### SEITE
BKA-Chef Ziercke: Datenschutz hemmt Polizeiarbeit

BKA-Chef Jörg Ziercke sieht die Polizeiarbeit durch den Datenschutz gehemmt. Zum Ende seiner Amtszeit spricht sich der 67-jährige, der seit 2004 an der Spitze der Sicherheitsbehörden steht, noch mal für eine neue Debatte über Polizeiarbeit und Datenschutz aus.

Kann Datenschutz mit Polizeiarbeit vereint werden?

„Das Strafrecht wird an seine funktionalen Grenzen geführt“

kritisierte Ziercke in einem Gespräch mit der Nachrichtenagentur dpa.

„Durch die Debatte über Bürgerrechte und Datenschutz spüren wir einen hohen Rechtfertigungsdruck bei der Frage, was der Staat darf und was nicht.“

Weitergehende Befugnisse seien auch zur Bekämpfung der Internetkriminalität nötig, erklärte Ziercke. Gegenwärtig könnten 70 Prozent der Fälle nicht aufgeklärt werden. Dies hänge auch mit der fehlenden Vorratsdatenspeicherung und der Verschlüsselung der Internettelefonie zusammen.

Vielfach gebe es eine große Ablehnung gegenüber bestimmten Mitteln der Polizeiarbeit.

 „Wir brauchen darüber eine grundsätzliche Debatte“

so Ziercke. Die Debatte über Datenschutz werde derzeit durch den möglichen Missbrauch von Daten bestimmt.

### ANWEISUNG
Schreib aus dem Text über Datenschutz und Polizeiarbeit alles von "Weitergehende Befugnisse seien" bis hinunter zu "Mitteln der Polizeiarbeit." ab. Aktualisiere dabei die Stelle, indem du "Internetkriminalität" durch "Computerkriminalität" ersetzt.

### DATENEINTRÄGE
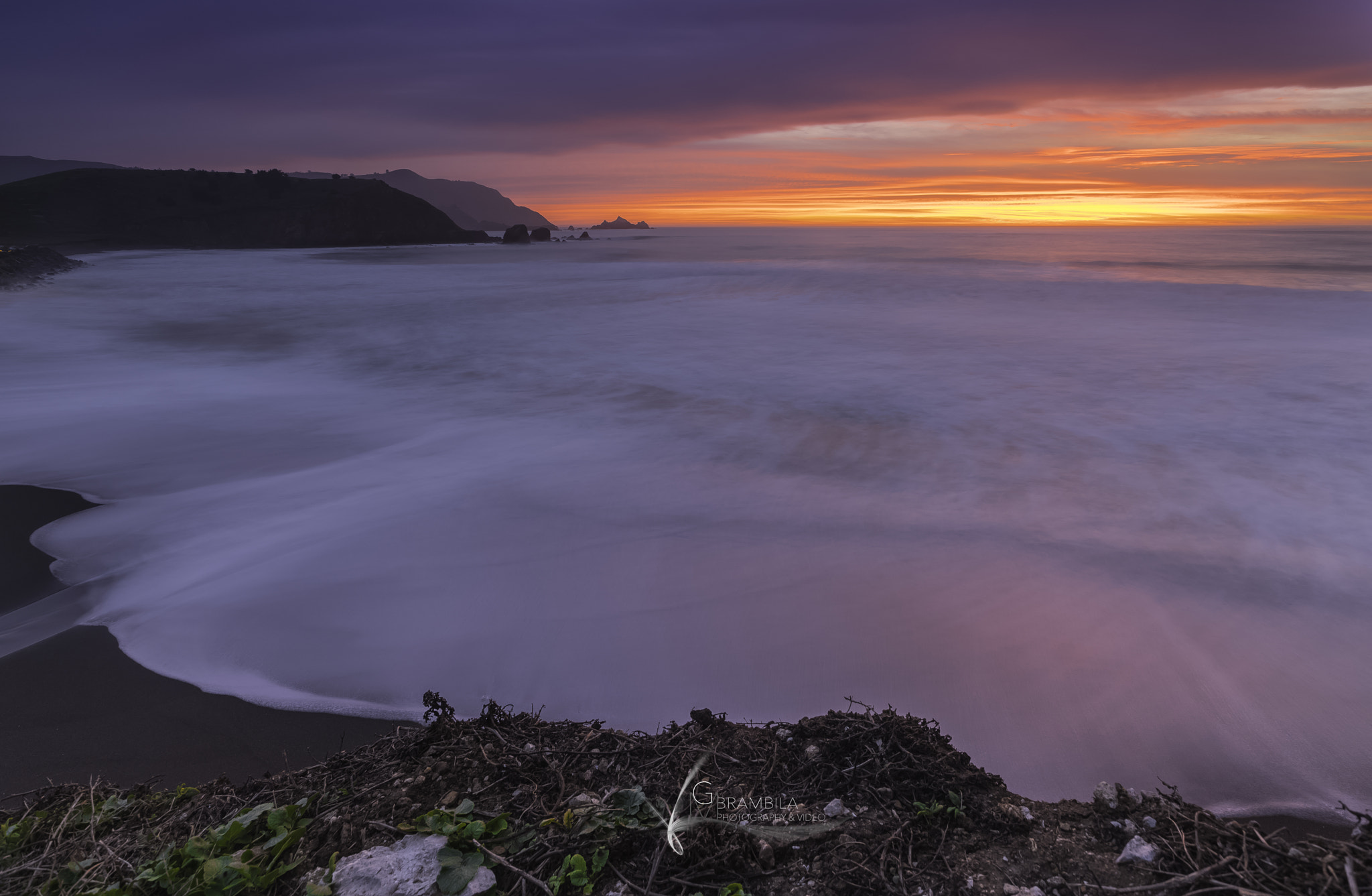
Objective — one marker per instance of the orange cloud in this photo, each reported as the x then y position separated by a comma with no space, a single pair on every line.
1298,155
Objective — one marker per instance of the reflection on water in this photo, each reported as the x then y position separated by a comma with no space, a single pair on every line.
1094,499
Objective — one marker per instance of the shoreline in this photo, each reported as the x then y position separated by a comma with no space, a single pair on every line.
88,710
843,803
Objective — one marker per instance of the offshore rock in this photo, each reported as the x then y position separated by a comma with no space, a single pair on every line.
619,224
31,264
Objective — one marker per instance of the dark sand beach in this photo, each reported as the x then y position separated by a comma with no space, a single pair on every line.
74,707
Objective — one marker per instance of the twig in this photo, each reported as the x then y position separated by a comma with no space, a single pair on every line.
1176,881
521,872
630,884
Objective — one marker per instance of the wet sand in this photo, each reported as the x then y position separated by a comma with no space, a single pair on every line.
74,706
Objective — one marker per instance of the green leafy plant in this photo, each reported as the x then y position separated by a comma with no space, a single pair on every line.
936,812
102,813
14,836
249,852
460,858
577,872
629,808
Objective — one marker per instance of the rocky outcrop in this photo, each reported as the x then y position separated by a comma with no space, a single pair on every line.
21,267
619,224
470,205
102,209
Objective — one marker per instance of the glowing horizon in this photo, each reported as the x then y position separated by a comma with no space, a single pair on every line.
1296,155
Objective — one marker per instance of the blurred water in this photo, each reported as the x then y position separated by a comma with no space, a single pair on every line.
1094,499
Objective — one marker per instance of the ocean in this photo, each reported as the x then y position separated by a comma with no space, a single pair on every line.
1097,500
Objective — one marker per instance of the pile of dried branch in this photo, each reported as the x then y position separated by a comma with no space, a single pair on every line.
914,816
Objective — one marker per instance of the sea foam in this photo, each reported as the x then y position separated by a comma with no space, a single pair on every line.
1095,501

### LÖSUNG
Weitergehende Befugnisse seien auch zur Bekämpfung der Computerkriminalität nötig, erklärte Ziercke. Gegenwärtig könnten 70 Prozent der Fälle nicht aufgeklärt werden. Dies hänge auch mit der fehlenden Vorratsdatenspeicherung und der Verschlüsselung der Internettelefonie zusammen.

Vielfach gebe es eine große Ablehnung gegenüber bestimmten Mitteln der Polizeiarbeit.